> [Region pointing data]
· · · ·

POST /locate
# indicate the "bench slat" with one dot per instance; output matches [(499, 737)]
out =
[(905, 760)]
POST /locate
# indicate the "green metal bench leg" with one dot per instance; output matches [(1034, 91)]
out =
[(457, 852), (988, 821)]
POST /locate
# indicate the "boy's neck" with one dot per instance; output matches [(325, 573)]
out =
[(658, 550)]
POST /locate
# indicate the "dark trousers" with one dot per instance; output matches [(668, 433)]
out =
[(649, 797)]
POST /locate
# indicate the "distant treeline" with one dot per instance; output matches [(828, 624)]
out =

· · · ·

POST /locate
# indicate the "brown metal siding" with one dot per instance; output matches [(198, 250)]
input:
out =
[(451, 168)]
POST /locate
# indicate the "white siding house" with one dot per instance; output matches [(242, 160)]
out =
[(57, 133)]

· · · ·

> [Exercise] Your answer should be a single number: how many lines in the data above include "metal"?

> [Task solution] 2